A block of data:
start

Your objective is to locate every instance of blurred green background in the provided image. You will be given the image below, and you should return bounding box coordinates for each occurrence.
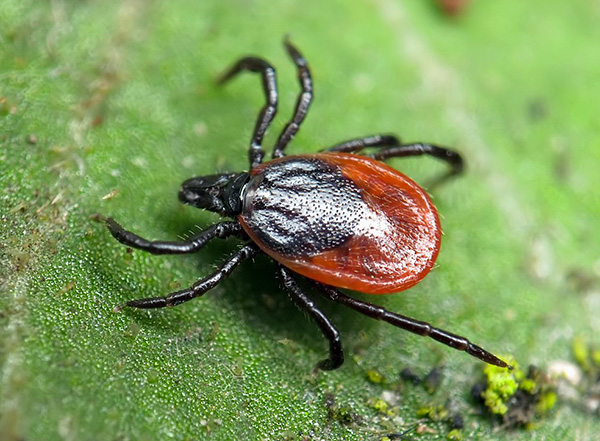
[0,0,600,441]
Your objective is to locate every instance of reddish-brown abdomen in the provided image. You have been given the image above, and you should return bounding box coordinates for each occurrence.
[238,152,441,294]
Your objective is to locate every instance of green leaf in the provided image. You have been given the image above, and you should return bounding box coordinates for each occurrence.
[0,0,600,440]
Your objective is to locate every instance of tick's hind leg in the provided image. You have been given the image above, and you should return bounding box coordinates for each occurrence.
[115,245,260,311]
[314,282,512,369]
[325,135,464,186]
[218,57,277,169]
[273,38,313,158]
[106,217,243,254]
[279,265,344,371]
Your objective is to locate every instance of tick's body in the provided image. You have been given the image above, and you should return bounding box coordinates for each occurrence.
[106,38,507,370]
[237,153,441,294]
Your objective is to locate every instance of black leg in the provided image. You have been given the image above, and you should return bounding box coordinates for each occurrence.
[115,245,260,311]
[106,217,242,254]
[314,282,512,369]
[218,57,277,169]
[324,135,401,153]
[279,265,344,371]
[325,135,464,186]
[273,38,313,158]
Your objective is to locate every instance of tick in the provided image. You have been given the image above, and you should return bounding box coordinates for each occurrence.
[106,40,508,370]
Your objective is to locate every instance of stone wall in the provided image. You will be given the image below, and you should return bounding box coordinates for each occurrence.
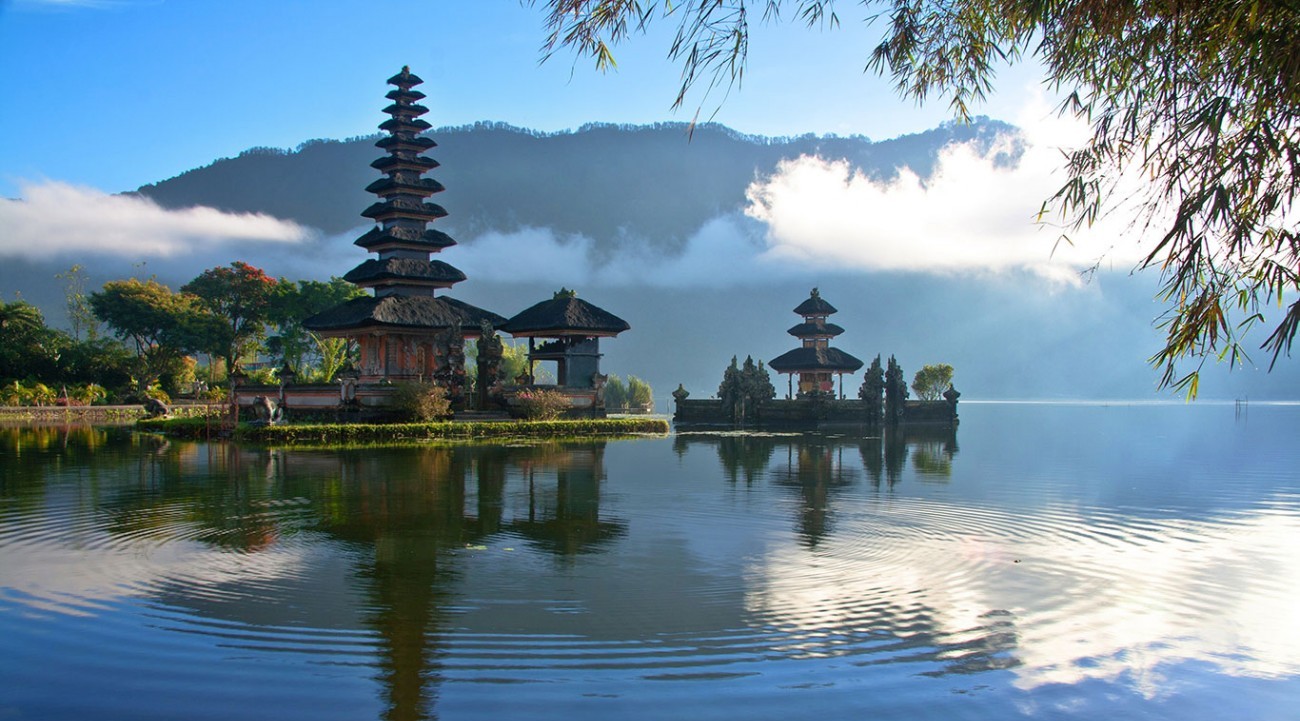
[673,399,957,430]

end

Copy out the records, starting with the line that contains "Your objective is to locate every instance of tick in" and going on through the line that contains "[106,40,508,370]". Multiply each bounding box coordinate by 1.75 and round it to the nearest whole number, rounding halves up.

The solution:
Your objective is to locate every instance of tick in the provided image. You have been given the image above, and you should return bounding box coordinates for each occurrence.
[186,70,889,648]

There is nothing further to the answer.